YOUR OBJECTIVE »
Reproduce every one of the records below verbatim, without any alteration.

(Stored items from a collection)

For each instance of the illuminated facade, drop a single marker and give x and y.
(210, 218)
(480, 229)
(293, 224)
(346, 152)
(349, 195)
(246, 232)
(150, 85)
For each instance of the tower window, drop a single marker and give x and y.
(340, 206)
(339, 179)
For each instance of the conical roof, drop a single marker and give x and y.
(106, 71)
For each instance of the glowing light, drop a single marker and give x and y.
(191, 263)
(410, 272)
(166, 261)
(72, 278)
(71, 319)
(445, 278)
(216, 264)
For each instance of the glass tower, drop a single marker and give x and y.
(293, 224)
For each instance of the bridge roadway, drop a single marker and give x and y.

SOLUTION TO THIS TASK »
For each instance of the illuminated facade, drop a single marker and give x and y.
(210, 218)
(480, 229)
(293, 224)
(346, 152)
(349, 195)
(246, 232)
(150, 85)
For each instance of the tower window, drop a single marker and give x and y.
(340, 206)
(339, 179)
For each instance of the conical roof, drop a single marker and give x and y.
(106, 71)
For each instance of the glowing light, drop a single marker and give x and y.
(191, 263)
(410, 272)
(166, 261)
(72, 278)
(71, 319)
(445, 278)
(216, 264)
For each instance of the glass tower, drop a single marker and give x and y.
(293, 224)
For each instance of the bridge roadway, drop a single marker and give x and y.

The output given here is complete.